### Short exercise
Retype all of the data. Every line must match exactly.

-- start of Input rows --

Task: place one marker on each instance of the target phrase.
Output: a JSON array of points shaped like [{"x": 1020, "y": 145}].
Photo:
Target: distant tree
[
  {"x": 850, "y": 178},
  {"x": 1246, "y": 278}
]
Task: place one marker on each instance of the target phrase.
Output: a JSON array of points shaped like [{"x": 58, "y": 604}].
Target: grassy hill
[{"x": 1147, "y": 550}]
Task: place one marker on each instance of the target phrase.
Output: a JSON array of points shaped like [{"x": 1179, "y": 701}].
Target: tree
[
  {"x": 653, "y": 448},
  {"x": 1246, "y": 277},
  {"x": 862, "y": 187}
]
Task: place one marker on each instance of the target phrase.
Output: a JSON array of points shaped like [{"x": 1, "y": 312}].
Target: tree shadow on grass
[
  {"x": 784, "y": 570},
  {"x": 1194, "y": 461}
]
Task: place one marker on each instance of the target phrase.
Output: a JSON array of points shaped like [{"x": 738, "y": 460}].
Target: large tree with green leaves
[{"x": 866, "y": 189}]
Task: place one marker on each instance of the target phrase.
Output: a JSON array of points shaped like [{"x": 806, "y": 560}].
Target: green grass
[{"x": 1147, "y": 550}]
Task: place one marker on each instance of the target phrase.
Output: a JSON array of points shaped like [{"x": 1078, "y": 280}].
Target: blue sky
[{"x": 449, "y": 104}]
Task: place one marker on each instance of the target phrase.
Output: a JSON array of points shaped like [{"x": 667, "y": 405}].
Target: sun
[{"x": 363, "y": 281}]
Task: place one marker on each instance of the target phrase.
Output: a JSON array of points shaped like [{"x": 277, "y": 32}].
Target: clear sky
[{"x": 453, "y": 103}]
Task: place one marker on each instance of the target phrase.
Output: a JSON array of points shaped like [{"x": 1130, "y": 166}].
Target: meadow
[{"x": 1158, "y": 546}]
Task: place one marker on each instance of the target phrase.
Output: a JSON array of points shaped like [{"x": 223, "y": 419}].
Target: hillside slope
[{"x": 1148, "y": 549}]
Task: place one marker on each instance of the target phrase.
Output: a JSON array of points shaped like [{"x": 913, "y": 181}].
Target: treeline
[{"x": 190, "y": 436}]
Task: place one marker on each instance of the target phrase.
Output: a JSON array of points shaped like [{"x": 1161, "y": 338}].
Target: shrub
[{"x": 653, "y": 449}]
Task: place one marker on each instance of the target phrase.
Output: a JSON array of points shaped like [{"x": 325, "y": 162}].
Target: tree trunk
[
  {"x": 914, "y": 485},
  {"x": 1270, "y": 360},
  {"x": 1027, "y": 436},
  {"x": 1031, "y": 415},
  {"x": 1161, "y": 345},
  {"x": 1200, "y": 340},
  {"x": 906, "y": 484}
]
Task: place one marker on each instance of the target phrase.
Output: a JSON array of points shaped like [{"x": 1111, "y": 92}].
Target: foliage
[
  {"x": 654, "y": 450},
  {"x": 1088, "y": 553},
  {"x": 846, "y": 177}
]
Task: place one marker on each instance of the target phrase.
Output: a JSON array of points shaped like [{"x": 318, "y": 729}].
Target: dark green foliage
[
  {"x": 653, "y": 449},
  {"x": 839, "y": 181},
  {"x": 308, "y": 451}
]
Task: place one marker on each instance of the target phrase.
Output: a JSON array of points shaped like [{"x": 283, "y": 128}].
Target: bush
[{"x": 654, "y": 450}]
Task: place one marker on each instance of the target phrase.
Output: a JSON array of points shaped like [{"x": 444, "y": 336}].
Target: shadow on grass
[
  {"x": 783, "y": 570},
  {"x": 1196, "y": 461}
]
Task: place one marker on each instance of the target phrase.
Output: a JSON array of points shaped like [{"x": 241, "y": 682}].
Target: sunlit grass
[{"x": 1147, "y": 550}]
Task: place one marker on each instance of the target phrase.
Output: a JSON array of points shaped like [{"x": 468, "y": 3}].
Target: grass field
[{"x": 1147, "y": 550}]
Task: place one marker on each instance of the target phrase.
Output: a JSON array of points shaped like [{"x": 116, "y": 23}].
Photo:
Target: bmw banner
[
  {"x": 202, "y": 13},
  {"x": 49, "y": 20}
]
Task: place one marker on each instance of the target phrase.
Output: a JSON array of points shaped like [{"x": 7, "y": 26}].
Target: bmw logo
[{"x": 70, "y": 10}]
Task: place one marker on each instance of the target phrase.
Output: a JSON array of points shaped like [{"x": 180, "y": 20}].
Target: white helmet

-- end of Input rows --

### Written answer
Task: place one marker on each instance of the target phrase.
Output: a JSON array of points shaped like [{"x": 1020, "y": 145}].
Photo:
Target: distant tree
[
  {"x": 850, "y": 178},
  {"x": 1246, "y": 278}
]
Task: place one marker on each instance of the target phrase.
Output: a JSON array of points shaped like [{"x": 58, "y": 604}].
Target: grassy hill
[{"x": 1147, "y": 550}]
Task: place one marker on each instance of the target phrase.
Output: a JSON array of points shaped like [{"x": 1179, "y": 701}].
Target: tree
[
  {"x": 653, "y": 448},
  {"x": 1246, "y": 277},
  {"x": 862, "y": 187}
]
Task: place one marker on each instance of the target phrase.
Output: a JSON array of points shaped like [{"x": 1, "y": 312}].
Target: tree shadow on grass
[
  {"x": 784, "y": 570},
  {"x": 1194, "y": 461}
]
Task: place one marker on each instance of the target phrase.
Output: a JSON array of points shaped like [{"x": 738, "y": 460}].
Target: large tree with green leaves
[{"x": 866, "y": 189}]
Task: place one marker on each instance of the target phrase.
Output: a JSON array of points shaped like [{"x": 806, "y": 560}].
Target: green grass
[{"x": 1147, "y": 550}]
Task: place one marker on each instance of the target phrase.
Output: a JSON array of points shaped like [{"x": 1078, "y": 280}].
Target: blue sky
[{"x": 449, "y": 104}]
Task: place one marker on each instance of the target phrase.
Output: a JSON array of points shaped like [{"x": 667, "y": 405}].
Target: sun
[{"x": 363, "y": 281}]
Task: place one marker on each instance of the target phrase.
Output: a JSON array of points shaped like [{"x": 277, "y": 32}].
Target: clear sky
[{"x": 453, "y": 103}]
Task: place one marker on each instance of the target phrase.
Output: a JSON array of points shaped like [{"x": 1130, "y": 166}].
Target: meadow
[{"x": 1158, "y": 546}]
Task: place one marker on each instance of the target phrase.
Output: a JSON array of points shaped like [{"x": 223, "y": 419}].
Target: hillside slope
[{"x": 1148, "y": 549}]
Task: place one marker on each instance of the target phrase.
Output: a JSON array of points shaped like [{"x": 913, "y": 181}].
Target: treeline
[{"x": 190, "y": 436}]
Task: place one marker on each instance of the target phrase.
Output: a JSON array of points shaped like [{"x": 1161, "y": 338}].
Target: shrub
[{"x": 653, "y": 449}]
Task: place one marker on each instance of the target phrase.
Output: a JSON array of points shaped like [{"x": 325, "y": 162}].
Target: tree trunk
[
  {"x": 914, "y": 485},
  {"x": 1270, "y": 360},
  {"x": 1027, "y": 436},
  {"x": 1031, "y": 415},
  {"x": 1161, "y": 345},
  {"x": 1200, "y": 340},
  {"x": 906, "y": 484}
]
Task: place one marker on each instance of the target phrase.
Output: a JSON array of points shaped like [{"x": 1111, "y": 92}].
Target: foliage
[
  {"x": 654, "y": 450},
  {"x": 1088, "y": 553},
  {"x": 846, "y": 177}
]
Task: place one marker on each instance of the target phrase.
Output: a JSON array of points shaped like [{"x": 318, "y": 729}].
Target: dark green foliage
[
  {"x": 653, "y": 449},
  {"x": 839, "y": 181},
  {"x": 308, "y": 451}
]
Task: place one marker on each instance of the target phrase.
Output: a JSON array of points shaped like [{"x": 283, "y": 128}].
Target: bush
[{"x": 654, "y": 450}]
Task: place one marker on each instance of the target phrase.
Output: a JSON array of points shaped like [{"x": 444, "y": 336}].
Target: shadow on grass
[
  {"x": 783, "y": 570},
  {"x": 1196, "y": 461}
]
Task: place one marker on each instance of the target phrase.
Output: a JSON array of points shaped like [{"x": 241, "y": 682}].
Target: sunlit grass
[{"x": 1147, "y": 550}]
Task: place one marker on each instance of the target phrase.
Output: a JSON array of points shaped like [{"x": 468, "y": 3}].
Target: grass field
[{"x": 1147, "y": 550}]
Task: place one marker on each instance of the target phrase.
Output: a JSON array of points shaped like [{"x": 116, "y": 23}].
Photo:
Target: bmw banner
[
  {"x": 202, "y": 13},
  {"x": 49, "y": 20}
]
Task: place one marker on each instance of the target phrase.
Output: a JSON array of points shaped like [{"x": 7, "y": 26}].
Target: bmw logo
[{"x": 70, "y": 10}]
Task: place one marker on each instance of the target phrase.
Output: a JSON array of points shaped like [{"x": 180, "y": 20}].
Target: white helmet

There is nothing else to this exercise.